* _Task requirements_:
Show each line of the records in which the word "brick" occurs.

* _Listed entries_:
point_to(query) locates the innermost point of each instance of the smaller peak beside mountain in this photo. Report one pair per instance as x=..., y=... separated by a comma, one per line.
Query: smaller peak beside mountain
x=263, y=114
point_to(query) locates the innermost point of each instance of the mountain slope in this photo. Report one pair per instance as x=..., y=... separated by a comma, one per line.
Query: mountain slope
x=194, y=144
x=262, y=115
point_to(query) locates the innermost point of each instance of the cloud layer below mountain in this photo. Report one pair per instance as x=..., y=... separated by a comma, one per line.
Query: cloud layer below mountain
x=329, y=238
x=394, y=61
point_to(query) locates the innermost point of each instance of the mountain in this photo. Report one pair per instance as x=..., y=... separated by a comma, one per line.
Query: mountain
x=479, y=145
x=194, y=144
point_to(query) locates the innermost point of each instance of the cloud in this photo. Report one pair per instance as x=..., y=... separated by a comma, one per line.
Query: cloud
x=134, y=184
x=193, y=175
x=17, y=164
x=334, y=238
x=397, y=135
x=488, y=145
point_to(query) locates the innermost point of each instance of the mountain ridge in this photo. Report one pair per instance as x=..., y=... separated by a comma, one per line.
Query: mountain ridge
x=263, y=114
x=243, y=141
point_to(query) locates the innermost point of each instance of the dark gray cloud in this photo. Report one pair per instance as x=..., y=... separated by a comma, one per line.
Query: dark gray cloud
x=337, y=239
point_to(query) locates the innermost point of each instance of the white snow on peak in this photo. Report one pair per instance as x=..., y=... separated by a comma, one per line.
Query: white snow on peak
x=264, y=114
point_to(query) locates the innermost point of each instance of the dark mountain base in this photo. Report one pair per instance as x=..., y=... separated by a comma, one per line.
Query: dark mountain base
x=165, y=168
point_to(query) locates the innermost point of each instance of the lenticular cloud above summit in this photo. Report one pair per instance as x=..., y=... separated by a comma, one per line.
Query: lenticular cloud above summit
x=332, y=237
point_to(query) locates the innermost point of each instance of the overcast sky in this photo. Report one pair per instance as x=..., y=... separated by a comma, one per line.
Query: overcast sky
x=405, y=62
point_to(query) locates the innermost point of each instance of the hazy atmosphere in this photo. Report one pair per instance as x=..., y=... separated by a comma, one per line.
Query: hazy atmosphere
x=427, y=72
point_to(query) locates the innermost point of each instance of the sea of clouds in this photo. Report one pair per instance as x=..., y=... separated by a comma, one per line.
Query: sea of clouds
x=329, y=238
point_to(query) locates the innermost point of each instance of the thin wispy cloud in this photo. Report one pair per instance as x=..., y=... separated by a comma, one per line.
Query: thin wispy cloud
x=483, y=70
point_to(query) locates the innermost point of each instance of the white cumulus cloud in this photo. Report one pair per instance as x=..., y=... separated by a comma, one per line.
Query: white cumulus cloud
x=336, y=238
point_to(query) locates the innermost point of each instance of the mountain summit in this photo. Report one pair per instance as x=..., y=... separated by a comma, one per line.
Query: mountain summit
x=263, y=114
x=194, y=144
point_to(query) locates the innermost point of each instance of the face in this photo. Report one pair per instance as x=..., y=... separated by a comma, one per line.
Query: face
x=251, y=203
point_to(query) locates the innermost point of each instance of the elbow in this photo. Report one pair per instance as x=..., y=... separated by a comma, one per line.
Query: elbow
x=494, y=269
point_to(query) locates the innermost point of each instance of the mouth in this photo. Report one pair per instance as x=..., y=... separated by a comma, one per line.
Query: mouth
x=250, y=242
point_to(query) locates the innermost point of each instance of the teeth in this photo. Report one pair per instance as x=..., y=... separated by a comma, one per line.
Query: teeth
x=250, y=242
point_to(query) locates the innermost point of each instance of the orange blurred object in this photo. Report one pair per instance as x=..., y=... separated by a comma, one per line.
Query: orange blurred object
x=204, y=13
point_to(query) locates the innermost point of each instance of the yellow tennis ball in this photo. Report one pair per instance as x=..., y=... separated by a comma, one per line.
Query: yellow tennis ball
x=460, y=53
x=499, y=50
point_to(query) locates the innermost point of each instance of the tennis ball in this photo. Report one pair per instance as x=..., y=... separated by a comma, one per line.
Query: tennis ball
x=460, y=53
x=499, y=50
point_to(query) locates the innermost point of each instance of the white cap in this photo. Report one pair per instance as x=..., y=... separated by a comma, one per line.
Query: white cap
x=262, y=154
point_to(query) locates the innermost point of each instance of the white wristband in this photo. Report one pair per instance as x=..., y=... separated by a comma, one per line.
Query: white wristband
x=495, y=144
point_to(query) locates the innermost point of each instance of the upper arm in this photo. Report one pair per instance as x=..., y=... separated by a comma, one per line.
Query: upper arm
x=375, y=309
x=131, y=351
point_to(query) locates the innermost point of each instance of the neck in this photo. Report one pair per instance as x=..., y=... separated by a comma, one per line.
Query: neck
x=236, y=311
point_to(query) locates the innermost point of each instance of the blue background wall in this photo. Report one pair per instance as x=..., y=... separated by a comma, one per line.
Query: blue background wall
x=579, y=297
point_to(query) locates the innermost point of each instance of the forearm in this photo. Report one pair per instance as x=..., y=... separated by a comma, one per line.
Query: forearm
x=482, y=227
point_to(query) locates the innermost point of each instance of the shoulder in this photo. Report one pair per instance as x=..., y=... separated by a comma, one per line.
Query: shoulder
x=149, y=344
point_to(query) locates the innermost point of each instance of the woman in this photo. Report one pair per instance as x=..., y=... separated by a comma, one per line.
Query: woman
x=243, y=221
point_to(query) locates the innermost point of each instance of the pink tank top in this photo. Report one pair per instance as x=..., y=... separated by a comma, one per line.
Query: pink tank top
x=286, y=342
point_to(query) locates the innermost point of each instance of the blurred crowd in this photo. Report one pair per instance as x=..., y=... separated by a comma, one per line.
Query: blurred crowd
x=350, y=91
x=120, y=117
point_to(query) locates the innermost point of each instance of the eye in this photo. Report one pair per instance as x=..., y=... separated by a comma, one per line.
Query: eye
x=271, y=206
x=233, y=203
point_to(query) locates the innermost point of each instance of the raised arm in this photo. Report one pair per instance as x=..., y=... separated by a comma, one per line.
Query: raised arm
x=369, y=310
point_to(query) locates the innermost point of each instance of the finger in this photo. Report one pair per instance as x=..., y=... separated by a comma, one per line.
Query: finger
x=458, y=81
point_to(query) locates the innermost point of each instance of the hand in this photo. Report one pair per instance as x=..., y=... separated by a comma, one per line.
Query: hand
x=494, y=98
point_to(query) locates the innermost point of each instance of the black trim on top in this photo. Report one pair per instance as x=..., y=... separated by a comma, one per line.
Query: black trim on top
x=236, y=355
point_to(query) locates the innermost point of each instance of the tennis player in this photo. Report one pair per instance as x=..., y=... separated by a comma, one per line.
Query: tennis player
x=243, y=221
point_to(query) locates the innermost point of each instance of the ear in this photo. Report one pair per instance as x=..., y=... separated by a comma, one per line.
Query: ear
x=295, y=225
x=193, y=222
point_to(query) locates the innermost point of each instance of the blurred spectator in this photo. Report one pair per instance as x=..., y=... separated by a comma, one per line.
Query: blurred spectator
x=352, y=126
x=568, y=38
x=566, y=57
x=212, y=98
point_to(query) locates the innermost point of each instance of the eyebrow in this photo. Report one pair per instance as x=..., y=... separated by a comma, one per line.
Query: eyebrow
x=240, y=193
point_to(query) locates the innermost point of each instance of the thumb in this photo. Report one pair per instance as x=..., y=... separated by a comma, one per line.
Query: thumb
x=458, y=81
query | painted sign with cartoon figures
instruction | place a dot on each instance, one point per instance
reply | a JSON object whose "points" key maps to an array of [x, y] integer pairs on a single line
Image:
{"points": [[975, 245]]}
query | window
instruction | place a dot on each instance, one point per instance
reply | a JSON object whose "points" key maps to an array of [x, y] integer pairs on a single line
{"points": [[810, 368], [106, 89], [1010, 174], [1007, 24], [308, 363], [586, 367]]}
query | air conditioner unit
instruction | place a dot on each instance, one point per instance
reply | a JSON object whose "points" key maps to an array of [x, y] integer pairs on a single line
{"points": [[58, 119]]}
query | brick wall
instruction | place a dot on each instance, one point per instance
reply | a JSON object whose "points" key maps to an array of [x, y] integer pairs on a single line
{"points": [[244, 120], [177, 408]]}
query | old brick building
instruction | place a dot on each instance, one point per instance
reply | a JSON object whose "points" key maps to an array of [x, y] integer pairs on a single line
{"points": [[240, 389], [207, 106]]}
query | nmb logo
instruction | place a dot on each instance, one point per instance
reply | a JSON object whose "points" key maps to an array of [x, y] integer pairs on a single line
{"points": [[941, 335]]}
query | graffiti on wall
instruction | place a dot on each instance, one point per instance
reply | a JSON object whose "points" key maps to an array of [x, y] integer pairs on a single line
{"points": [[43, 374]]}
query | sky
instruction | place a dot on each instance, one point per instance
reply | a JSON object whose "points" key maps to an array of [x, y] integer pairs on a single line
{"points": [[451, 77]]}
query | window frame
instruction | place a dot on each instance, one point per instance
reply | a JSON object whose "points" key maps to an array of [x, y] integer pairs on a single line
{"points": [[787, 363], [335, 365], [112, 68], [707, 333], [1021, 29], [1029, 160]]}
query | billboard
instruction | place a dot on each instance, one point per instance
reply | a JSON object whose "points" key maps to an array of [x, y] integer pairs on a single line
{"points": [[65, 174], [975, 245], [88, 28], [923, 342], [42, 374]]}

* _Task response_:
query | brick wall
query | old brick building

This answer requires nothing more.